start INFORMATION SHOWN

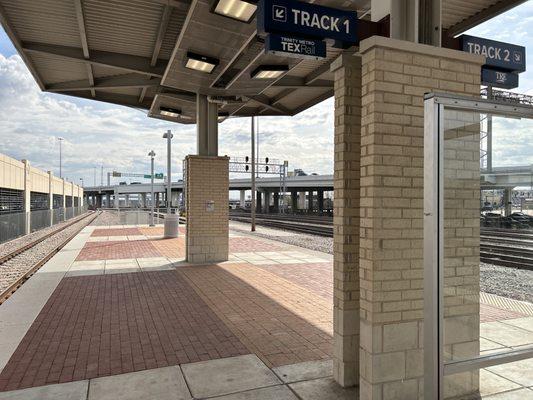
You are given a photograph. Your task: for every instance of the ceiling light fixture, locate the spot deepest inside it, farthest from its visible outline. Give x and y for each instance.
(269, 71)
(241, 10)
(169, 112)
(200, 63)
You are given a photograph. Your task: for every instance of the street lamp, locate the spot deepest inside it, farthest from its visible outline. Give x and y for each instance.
(152, 155)
(60, 171)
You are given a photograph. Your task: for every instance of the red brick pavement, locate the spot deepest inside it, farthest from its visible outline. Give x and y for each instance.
(246, 245)
(282, 323)
(173, 248)
(111, 324)
(117, 232)
(490, 313)
(113, 250)
(315, 277)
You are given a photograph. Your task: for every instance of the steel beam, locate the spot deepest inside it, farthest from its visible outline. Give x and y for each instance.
(18, 45)
(126, 62)
(293, 82)
(126, 81)
(85, 46)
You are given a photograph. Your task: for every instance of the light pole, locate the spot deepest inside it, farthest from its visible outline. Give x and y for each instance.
(152, 155)
(60, 161)
(252, 207)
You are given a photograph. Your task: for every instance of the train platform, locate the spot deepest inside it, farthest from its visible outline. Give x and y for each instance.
(119, 314)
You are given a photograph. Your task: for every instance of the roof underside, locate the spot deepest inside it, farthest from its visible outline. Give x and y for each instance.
(132, 53)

end INFORMATION SHOWN

→ **PROBLEM**: Starting at the line containing "of the light" and ending at the last line, repeat these lines with "light pole" switched to "lamp post" and nothing else altered.

→ **OUTPUT FOR THIS TASK**:
You are given a photograph. Your task: for every instance of the lamp post, locate the spot deepest inside it, farthest from its visible outline. Give x and y for each instance.
(152, 155)
(60, 161)
(252, 207)
You are given a photograph. Your task: for every instance of the train platform, locate the spot deepest inside it, farthest from its visible outline. Give x and y for each instance.
(119, 314)
You are given a photograph. Your task: for every instance of the roof underside, locate the spot deepest inside it, farthest from its visible outline. Give x and y for each instance.
(132, 53)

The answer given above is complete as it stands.